▸ Work required
Within the records below, repeat each line exactly but keep every picture out of the copy.

Photo-based referring expression data:
*-*-*
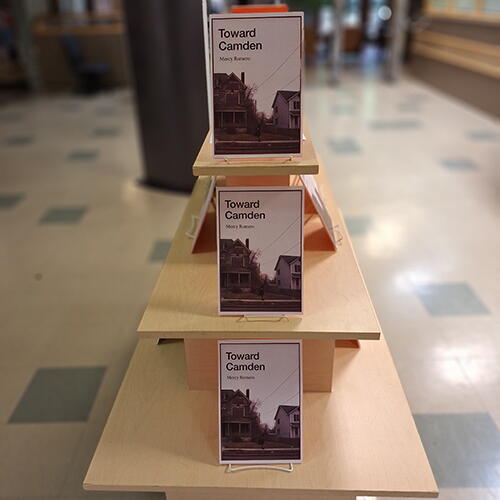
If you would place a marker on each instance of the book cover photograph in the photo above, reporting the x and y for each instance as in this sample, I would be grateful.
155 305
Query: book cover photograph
256 64
260 401
260 249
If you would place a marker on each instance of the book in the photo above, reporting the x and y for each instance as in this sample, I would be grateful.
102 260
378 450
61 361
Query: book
312 188
256 74
199 219
260 401
260 245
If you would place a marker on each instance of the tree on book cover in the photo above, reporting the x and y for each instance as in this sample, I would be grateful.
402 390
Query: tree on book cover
256 76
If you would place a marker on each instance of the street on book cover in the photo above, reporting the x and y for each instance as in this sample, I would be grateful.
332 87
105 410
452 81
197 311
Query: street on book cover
260 401
256 84
260 250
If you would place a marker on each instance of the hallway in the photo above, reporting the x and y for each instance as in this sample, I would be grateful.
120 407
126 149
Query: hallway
417 176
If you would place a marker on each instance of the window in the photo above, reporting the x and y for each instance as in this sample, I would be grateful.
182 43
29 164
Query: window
232 98
237 261
239 117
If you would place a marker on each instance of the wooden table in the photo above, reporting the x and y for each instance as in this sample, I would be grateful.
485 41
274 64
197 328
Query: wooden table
358 440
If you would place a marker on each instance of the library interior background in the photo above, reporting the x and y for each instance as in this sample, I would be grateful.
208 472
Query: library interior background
102 111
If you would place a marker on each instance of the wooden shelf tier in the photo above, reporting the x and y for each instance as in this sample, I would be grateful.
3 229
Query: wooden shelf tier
206 164
184 301
359 440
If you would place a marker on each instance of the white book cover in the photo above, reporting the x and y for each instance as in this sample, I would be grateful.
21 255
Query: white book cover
313 190
260 242
260 401
200 218
256 69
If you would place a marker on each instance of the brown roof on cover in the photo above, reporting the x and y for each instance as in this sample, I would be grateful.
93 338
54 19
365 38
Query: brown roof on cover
287 94
287 258
288 409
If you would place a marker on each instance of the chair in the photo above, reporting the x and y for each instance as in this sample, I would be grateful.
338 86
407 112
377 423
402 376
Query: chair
88 73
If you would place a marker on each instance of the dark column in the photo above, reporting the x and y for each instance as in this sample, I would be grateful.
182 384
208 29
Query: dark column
166 47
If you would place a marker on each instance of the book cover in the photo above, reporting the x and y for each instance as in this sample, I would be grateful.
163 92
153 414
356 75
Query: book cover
313 190
256 64
260 401
199 219
260 249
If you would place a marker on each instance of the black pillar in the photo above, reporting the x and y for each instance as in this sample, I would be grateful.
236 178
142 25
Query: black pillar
168 63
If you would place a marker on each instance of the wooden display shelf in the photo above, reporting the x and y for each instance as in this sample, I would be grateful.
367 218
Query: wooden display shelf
336 302
206 164
359 440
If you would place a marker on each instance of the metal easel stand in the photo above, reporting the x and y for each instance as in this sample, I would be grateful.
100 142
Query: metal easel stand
231 468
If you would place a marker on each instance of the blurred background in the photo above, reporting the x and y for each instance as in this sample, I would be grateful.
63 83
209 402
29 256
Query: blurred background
102 110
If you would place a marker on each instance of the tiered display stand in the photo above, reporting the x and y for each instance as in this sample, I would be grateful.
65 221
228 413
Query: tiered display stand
359 435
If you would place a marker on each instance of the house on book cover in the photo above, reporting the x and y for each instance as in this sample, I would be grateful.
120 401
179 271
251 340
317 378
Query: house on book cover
287 421
238 269
286 109
234 108
237 417
288 272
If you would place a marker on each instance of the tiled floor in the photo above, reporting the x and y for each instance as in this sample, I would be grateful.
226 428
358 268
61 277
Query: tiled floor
416 175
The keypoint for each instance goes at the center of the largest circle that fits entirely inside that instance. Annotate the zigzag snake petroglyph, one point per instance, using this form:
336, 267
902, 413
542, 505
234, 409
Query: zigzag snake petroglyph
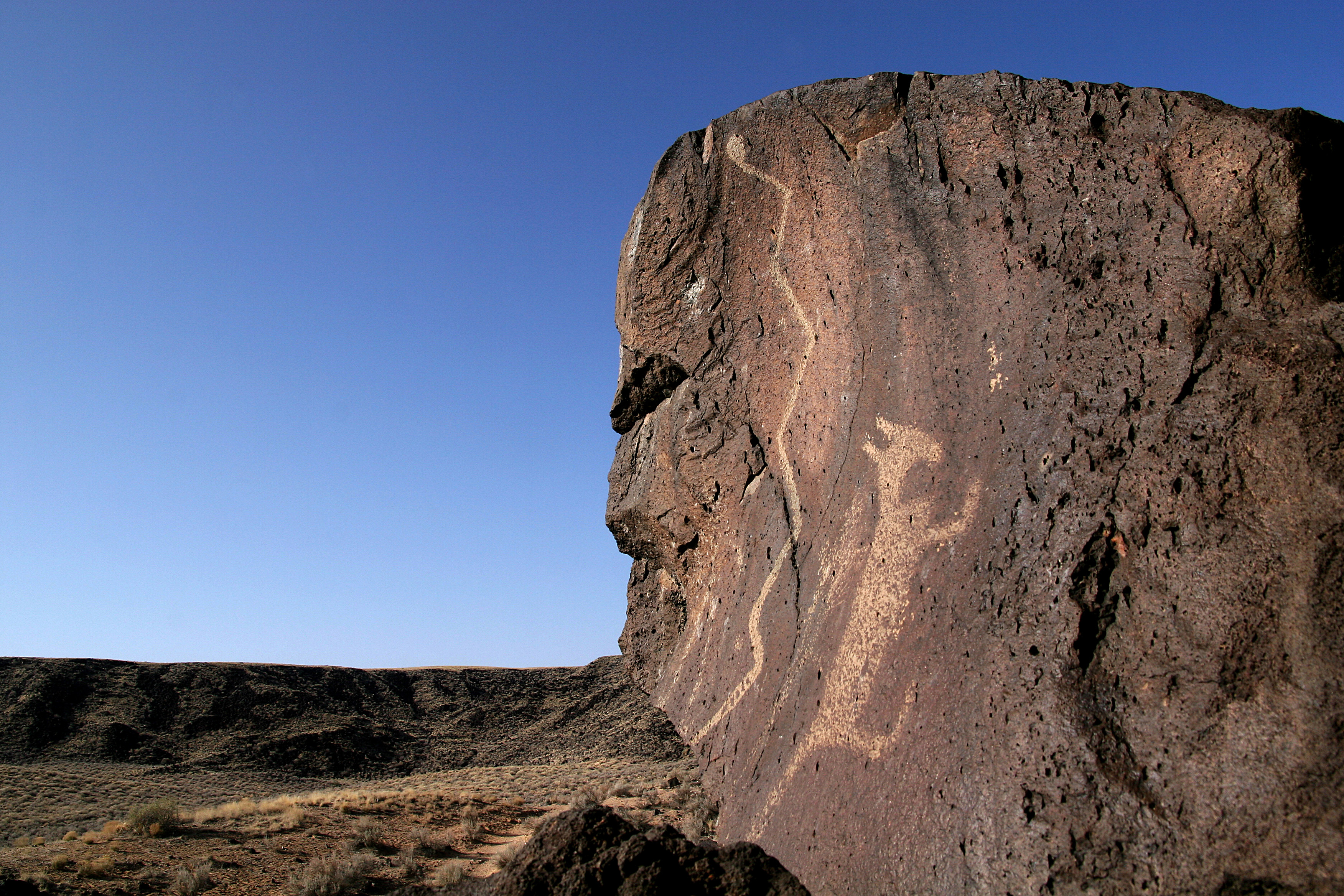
736, 151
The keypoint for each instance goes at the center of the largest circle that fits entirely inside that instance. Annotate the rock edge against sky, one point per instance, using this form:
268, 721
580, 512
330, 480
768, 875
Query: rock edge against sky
982, 472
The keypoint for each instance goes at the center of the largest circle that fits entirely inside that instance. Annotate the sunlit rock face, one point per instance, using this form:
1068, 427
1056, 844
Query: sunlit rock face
982, 472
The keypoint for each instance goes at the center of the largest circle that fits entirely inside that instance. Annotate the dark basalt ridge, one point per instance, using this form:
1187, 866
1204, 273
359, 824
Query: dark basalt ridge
994, 539
323, 720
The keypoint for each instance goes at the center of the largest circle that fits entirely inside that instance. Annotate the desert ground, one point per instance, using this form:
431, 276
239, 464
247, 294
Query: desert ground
238, 815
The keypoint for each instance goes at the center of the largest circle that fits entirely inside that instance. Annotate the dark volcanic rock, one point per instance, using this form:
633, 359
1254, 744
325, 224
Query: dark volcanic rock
324, 720
994, 540
595, 852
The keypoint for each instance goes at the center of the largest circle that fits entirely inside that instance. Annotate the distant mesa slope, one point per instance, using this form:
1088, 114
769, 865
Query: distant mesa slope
323, 720
982, 468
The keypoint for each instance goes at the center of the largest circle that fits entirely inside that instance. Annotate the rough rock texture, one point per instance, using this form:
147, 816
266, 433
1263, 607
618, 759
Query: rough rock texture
595, 852
323, 720
994, 539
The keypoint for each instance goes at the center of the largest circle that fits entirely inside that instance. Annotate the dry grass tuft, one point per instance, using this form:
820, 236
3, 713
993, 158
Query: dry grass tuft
433, 843
154, 819
191, 880
369, 832
509, 856
451, 874
409, 863
472, 828
100, 867
335, 875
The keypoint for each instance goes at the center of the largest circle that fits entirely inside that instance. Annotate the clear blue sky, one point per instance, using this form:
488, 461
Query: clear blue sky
306, 308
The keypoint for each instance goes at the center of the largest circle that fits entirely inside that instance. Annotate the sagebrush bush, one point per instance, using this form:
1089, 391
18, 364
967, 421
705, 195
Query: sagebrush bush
472, 824
450, 874
335, 875
409, 863
191, 880
369, 832
432, 843
507, 856
154, 819
100, 867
*-*-*
▸ Task response
If you would place a marker on each instance of the book cover photograph in the photo above, reporting the x and y for each instance as in this sample, I would be grateful.
155 305
Query: book cover photograph
256 64
260 401
260 249
If you would place a marker on each instance of the book in the photo above, reporting the x and y for each instance as in this sample, I would be grateful.
102 260
378 450
61 361
Query: book
312 188
256 74
199 219
260 401
260 245
If you would place a marker on each instance of the tree on book cover in the photo above, reporting the x and y for each instance as in this sample, I would be grateful.
402 390
Query: tree on book cover
256 76
If you would place a marker on each instance of the street on book cover in the photo above, reporting the x and y for each instance as in this sample, I would be grateful.
332 87
105 410
452 81
197 311
Query: street on book cover
260 401
256 84
260 250
If you would place a marker on each instance of the hallway in the photo above, reporting the x and y for each instance as in this sample, I would be grateful.
120 407
126 149
Query: hallway
417 176
If you would place a marker on each instance of the window in the photo above, reporting the x and y for each instance as in this sample, I would be grateful.
182 43
29 164
Query: window
232 98
237 261
239 117
If you would place a marker on each instance of the wooden table in the photo above, reporting the x and y for each instance as in this sample, I would be grateful.
485 41
274 64
197 328
Query: wooden table
358 440
If you would place a marker on each instance of the library interior background in the photo above, reporting the x and y for each instance as in this sample, I would be grateful.
208 472
Query: library interior background
102 111
If you would place a marker on each instance of the wooden shelf tier in the photo above, reporting the x and y for each instance as in this sample, I would be grateful.
3 229
Query: wooden shelf tier
206 164
184 301
359 440
If you would place a marker on each instance of the white book cover in the photo above, reporting the x and y for each instance as in this sample, I would be grateful.
21 255
Query: white book cover
313 190
260 242
260 401
200 218
256 69
If you would place a marker on each instance of the brown roof on cover in the photo above, reporting the x and y for each instance as in this sample, I would be grateful.
93 338
54 19
365 38
Query: brown roof on cover
287 94
287 258
288 409
If you would place a marker on each instance of the chair in the photo above, reporting the x and y for each instance as in this sample, I would be grateful.
338 86
407 112
377 423
402 376
Query: chair
88 73
If you would place a marker on each instance of the dark column in the photo above, reporting the x and y for each instance as in this sample, I would be grateful.
182 384
208 29
Query: dark column
166 47
If you would place a marker on each instance of the book cover in the photo above, reporting the x and y for each instance as in this sample, I would be grateful.
163 92
153 414
356 75
Query: book cover
313 190
256 64
260 401
199 219
260 249
If you would place a marker on each instance of the black pillar in the photo above, reporting the x and y for each instance as in this sample, I would be grateful.
236 178
142 25
Query: black pillar
168 63
If you would place a marker on each instance of the wooden display shelf in the photo above, reporting the x and y for each instance as in this sample, I would be grateful.
367 218
Query: wooden display shelf
336 302
206 164
359 440
If you would place a marker on each instance of the metal easel stand in the photo above, reporting the x and y for each instance as in this sample, I would be grateful.
100 142
Query: metal easel stand
231 468
If you would place a marker on each instance of the blurred background in the photo above, reporting the x and y for each instance as in this sample, I would be grateful.
63 83
209 402
29 256
Query: blurred background
102 110
If you would place a marker on each instance of the tiered display stand in the photo above, reporting the x and y for each instance as in this sample, I would be grateful.
65 221
228 413
Query: tiered display stand
359 435
If you would place a marker on each instance of the house on book cover in the photo above, reporting the x and y for each instance as in this sample, I would be grateful.
120 401
179 271
251 340
317 378
Query: house on book cover
287 421
238 269
286 109
234 108
237 417
288 272
If you would place a marker on each instance of the tiled floor in the photo above, reporting the x and y for each instance as in this sample, I would be grateful.
226 428
358 268
61 277
Query: tiled floor
416 175
The keypoint for each instance goes at the center of the largest circle that fits entirely inside that instance. Annotate the zigzag snake petroglyph, one point per instance, using this form:
336, 267
902, 413
542, 505
234, 409
Query: zigzag snake petroglyph
736, 151
The keypoint for each instance goes at the center of the largest circle that fits entirely inside that instance. Annotate the rock edge against sky, one point per instance, using this form:
268, 721
580, 512
330, 480
768, 875
Query: rock edge against sky
982, 472
The keypoint for each instance goes at the center of the largest circle that fits entirely inside that instance. Annotate the sunlit rock face, one point per instance, using this form:
1068, 427
1056, 844
Query: sunlit rock face
982, 472
The keypoint for each instance goes at the center of the largest circle that fits entirely inside that instance. Annotate the dark basalt ridge, one point per instance, using this form:
1187, 866
1204, 273
359, 824
Query: dark basalt ridge
994, 539
323, 720
The keypoint for each instance goes at the center of the largest circle that fits entirely inside that instance. Annotate the desert ground, one point per instance, using this form:
431, 276
239, 464
247, 294
Query: desert ground
238, 815
The keypoint for each instance goes at the center of the largest circle that fits entirely inside that instance. Annotate the dark volcanic rock, one point per instance, using this form:
633, 359
1254, 744
325, 224
Query: dark volcanic rock
324, 720
994, 540
595, 852
The keypoint for each instance goes at the center of the largest circle that fits entirely inside that instance. Annotate the distant mesa slope, one point per instance, using this form:
1088, 114
769, 865
Query: distant mesa slope
323, 720
982, 468
The keypoint for each instance goes at the center of the largest circle that fits entirely inside that instance. Annotate the rough rock texture, one point per instance, using this form:
147, 816
266, 433
1263, 607
618, 759
Query: rough rock texture
595, 852
323, 720
994, 539
The keypoint for each instance goes at the center of the largest circle that fits entirely inside that instance. Annotate the dry grass tuft, one point per instance, using this form:
820, 236
3, 713
993, 158
Query: dry grass tuft
433, 843
154, 819
191, 880
369, 832
509, 856
451, 874
409, 863
472, 828
100, 867
335, 875
The keypoint for each instance goes at the center of the largest circle that fits entirely inside that instance. Annotate the clear blue sky, one point per instance, using this form:
488, 461
Query: clear blue sky
306, 308
The keypoint for each instance goes at the center of the largest circle that fits entirely inside that instance. Annotate the sagebrush bush, one point per instance, using this form:
1089, 391
18, 364
967, 421
705, 195
Query: sagebrush bush
472, 824
450, 874
335, 875
409, 863
191, 880
369, 832
432, 843
507, 856
154, 819
100, 867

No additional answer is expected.